- Dataset records -
···

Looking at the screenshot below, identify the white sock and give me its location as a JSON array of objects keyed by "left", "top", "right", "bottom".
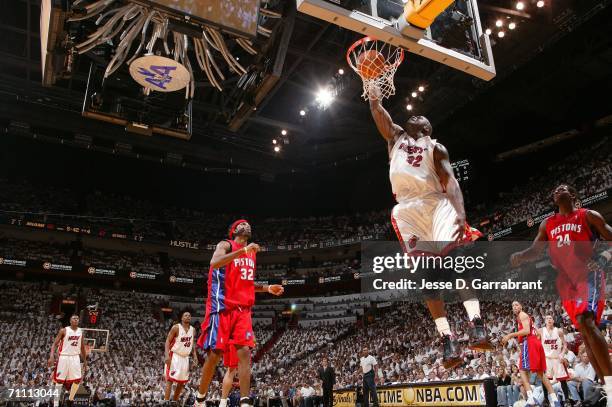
[
  {"left": 434, "top": 317, "right": 451, "bottom": 336},
  {"left": 463, "top": 298, "right": 480, "bottom": 321},
  {"left": 53, "top": 383, "right": 64, "bottom": 406}
]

···

- Exercise objective -
Output the lines above word for word, without the picture.

- Solved exercise -
Looking at the screenshot below, identify the white sock and give me its location as a JSON array of objects keyed by "left", "top", "right", "bottom".
[
  {"left": 434, "top": 317, "right": 451, "bottom": 336},
  {"left": 463, "top": 298, "right": 480, "bottom": 321},
  {"left": 53, "top": 383, "right": 64, "bottom": 406}
]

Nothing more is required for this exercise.